◆ Task directions:
Rescale the material below by writing out all of its lines again, requests included, with every coordinate in the answers multiplied by 2.45 and rounded to a whole number, halves rounded up. Leave the pictures out of what you write.

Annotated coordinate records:

========

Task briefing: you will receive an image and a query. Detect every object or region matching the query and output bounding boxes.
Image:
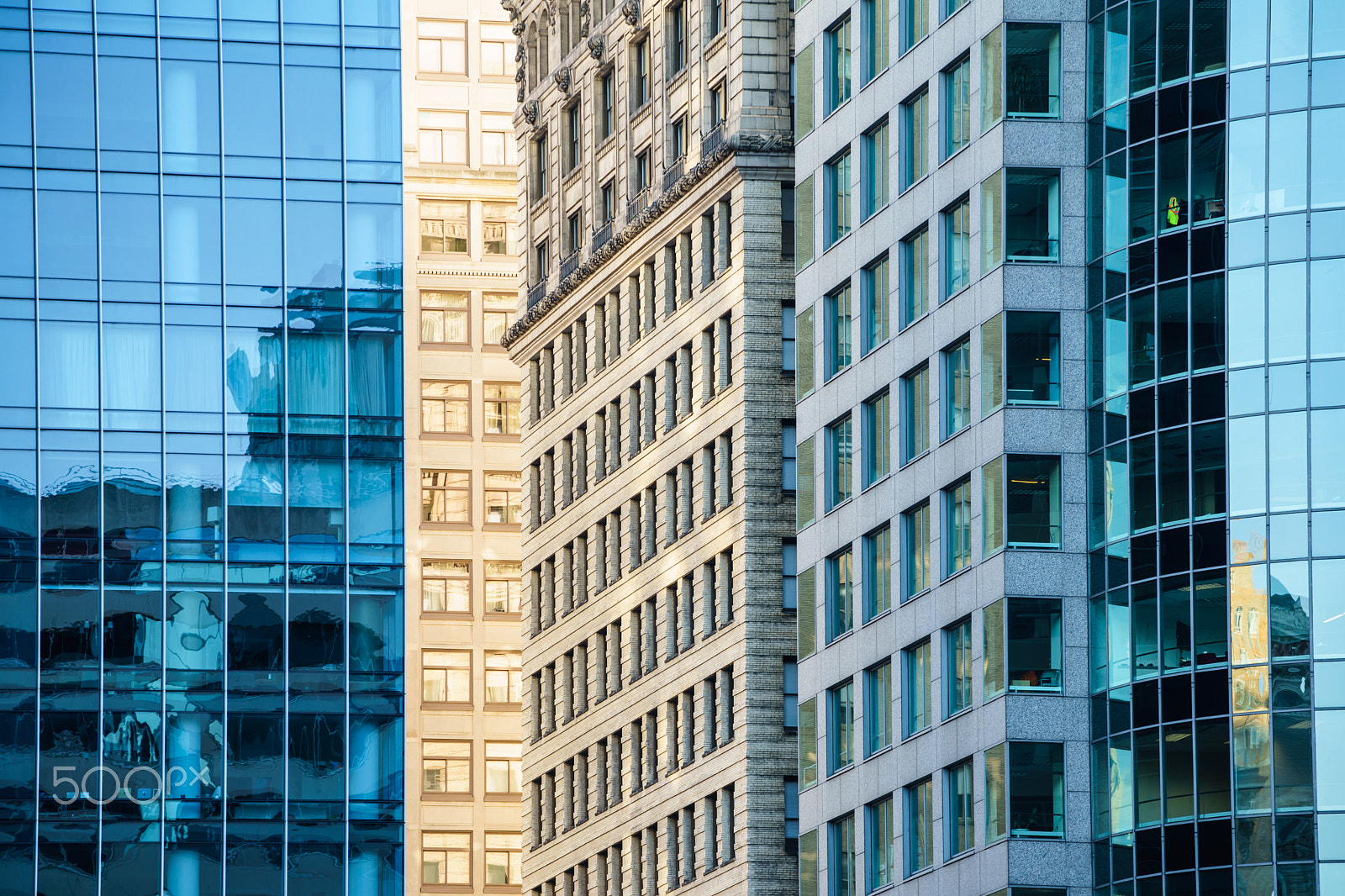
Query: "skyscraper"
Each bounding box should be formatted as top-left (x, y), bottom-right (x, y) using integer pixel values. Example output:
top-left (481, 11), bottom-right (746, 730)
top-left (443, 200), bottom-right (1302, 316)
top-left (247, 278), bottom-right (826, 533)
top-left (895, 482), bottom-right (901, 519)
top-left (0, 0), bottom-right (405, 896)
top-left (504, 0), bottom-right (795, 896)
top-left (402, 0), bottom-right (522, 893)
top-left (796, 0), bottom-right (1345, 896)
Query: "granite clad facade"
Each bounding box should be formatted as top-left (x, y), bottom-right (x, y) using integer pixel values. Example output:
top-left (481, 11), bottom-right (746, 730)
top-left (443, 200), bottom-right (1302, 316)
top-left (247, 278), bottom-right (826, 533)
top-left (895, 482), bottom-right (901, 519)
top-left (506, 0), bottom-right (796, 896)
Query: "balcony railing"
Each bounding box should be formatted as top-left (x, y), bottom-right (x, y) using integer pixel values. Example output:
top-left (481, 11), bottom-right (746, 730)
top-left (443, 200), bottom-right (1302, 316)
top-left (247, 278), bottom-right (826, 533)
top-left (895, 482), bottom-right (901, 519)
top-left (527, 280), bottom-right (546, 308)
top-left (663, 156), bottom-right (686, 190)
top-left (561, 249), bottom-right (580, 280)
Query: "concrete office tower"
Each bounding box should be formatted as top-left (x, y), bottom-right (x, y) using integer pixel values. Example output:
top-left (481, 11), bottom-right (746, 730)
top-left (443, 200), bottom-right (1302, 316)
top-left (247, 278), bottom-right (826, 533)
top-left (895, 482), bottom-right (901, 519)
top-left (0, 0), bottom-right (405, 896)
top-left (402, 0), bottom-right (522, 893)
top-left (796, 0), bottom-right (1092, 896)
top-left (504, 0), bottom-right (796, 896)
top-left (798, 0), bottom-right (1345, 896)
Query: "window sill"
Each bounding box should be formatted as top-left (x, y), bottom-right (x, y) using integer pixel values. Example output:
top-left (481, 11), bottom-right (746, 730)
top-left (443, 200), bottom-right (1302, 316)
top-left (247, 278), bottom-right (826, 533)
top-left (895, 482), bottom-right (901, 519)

========

◆ Exercise result:
Task briefing: you will receive an image and a query. Detect every object or region matching the query and output bounding boxes.
Image:
Query: "skyscraper"
Each bounding box should be formatted as top-left (x, y), bottom-right (x, y) using integer pixel values. Example output:
top-left (481, 11), bottom-right (746, 730)
top-left (443, 200), bottom-right (1302, 316)
top-left (247, 278), bottom-right (826, 533)
top-left (895, 482), bottom-right (901, 519)
top-left (0, 0), bottom-right (992, 2195)
top-left (1235, 0), bottom-right (1948, 2195)
top-left (985, 0), bottom-right (1279, 2188)
top-left (1950, 0), bottom-right (3295, 2195)
Query: "granite clad facade"
Each bounding box should be formatted as top-left (x, y), bottom-right (x, y) using integer pixel values. Example output:
top-left (481, 11), bottom-right (746, 730)
top-left (443, 200), bottom-right (1302, 316)
top-left (247, 278), bottom-right (826, 533)
top-left (895, 482), bottom-right (901, 519)
top-left (1240, 0), bottom-right (1950, 2195)
Query: "balcony railing"
Each bounding box should be formatted as top-left (x, y), bottom-right (x, y) using integer pixel values. Example output:
top-left (481, 11), bottom-right (746, 730)
top-left (443, 200), bottom-right (1302, 316)
top-left (247, 278), bottom-right (826, 533)
top-left (895, 482), bottom-right (901, 519)
top-left (1291, 686), bottom-right (1338, 755)
top-left (1624, 382), bottom-right (1681, 466)
top-left (1374, 610), bottom-right (1421, 686)
Query: "concrete office tower"
Each bounding box should be formatted as top-left (x, y), bottom-right (x, y) using integer pixel values. Example output:
top-left (481, 11), bottom-right (746, 730)
top-left (443, 200), bottom-right (1302, 316)
top-left (247, 278), bottom-right (826, 533)
top-left (895, 482), bottom-right (901, 519)
top-left (0, 0), bottom-right (992, 2195)
top-left (985, 0), bottom-right (1279, 2188)
top-left (1950, 0), bottom-right (2675, 2195)
top-left (1235, 0), bottom-right (1950, 2195)
top-left (1955, 0), bottom-right (3295, 2195)
Query: "window sill"
Each bounding box should be formatted as top-left (x, y), bottom-right (x, y) using integer pixel values. Example output:
top-left (481, 11), bottom-right (746, 730)
top-left (443, 200), bottom-right (1302, 316)
top-left (247, 278), bottom-right (826, 533)
top-left (895, 482), bottom-right (901, 519)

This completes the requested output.